Source text -
Amazon Is Selling Your Data to Advertisers

However invasive you think Amazon is, it’s so much worse. Not only is the e-comm Kaiju meticulously tracking our every movement for their own benefit, they’re now actively selling that data to other companies, according to the New York Times — effectively creating one of the most targeted ad networks on the planet.

Physical therapy centers, financial services providers, apparel companies, and major credit card companies all are using Amazon’s advertising services these days, the Times said, “which leverage what the company knows better than anyone: consumers’ online buying habits.”

“In addition to knowing what people buy,” the Times writes, “Amazon also knows where people live, because they provide delivery addresses, and which credit cards they use. It knows how old their children are from their baby registries, and who has a cold, right now, from cough syrup ordered for two-hour delivery.”

Basically, Amazon knows us about as well as we know ourselves. And now, that knowledge is available to bidders across the advertising spectrum.

It’s like a homing missile for Shit We Want, and it’s working. In one particularly jarring instance, Amazon data was used to run ads that resulted in an absolutely preposterous 20 percent conversion rate — “22,000 clicks and more than 4,000 orders” — for (this is real) dried cheese bars.

“Many of Amazon’s features are similar to those of Google or Facebook,” the story noted, but “Amazon’s ad system can also remove a lot of the guesswork by showing ads to people who have bought [the advertisers product] on Amazon.com.”

“Early tests are showing this is insanely powerful,” one analyst said. “They can do this and nobody else can come close.” Amazon is basically Big Brother with a checkout portal.

Stored data entries -
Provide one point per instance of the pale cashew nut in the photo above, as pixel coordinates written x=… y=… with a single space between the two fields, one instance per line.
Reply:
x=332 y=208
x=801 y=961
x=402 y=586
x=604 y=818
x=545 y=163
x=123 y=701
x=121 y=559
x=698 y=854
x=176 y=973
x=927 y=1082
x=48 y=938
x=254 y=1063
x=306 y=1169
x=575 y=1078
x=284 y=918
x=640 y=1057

Tasks to perform -
A. According to the Amazon article, how does Amazon know how old people's children are?
B. Extract the passage of the Amazon article from "Basically, Amazon knows" up to and including "a checkout portal.".
C. Name every kind of business the Amazon article says is using Amazon's advertising services.

Answer list -
A. It knows from their baby registries.

B.
Basically, Amazon knows us about as well as we know ourselves. And now, that knowledge is available to bidders across the advertising spectrum.

It’s like a homing missile for Shit We Want, and it’s working. In one particularly jarring instance, Amazon data was used to run ads that resulted in an absolutely preposterous 20 percent conversion rate — “22,000 clicks and more than 4,000 orders” — for (this is real) dried cheese bars.

“Many of Amazon’s features are similar to those of Google or Facebook,” the story noted, but “Amazon’s ad system can also remove a lot of the guesswork by showing ads to people who have bought [the advertisers product] on Amazon.com.”

“Early tests are showing this is insanely powerful,” one analyst said. “They can do this and nobody else can come close.” Amazon is basically Big Brother with a checkout portal.

C. Physical therapy centers, financial services providers, apparel companies, and major credit card companies.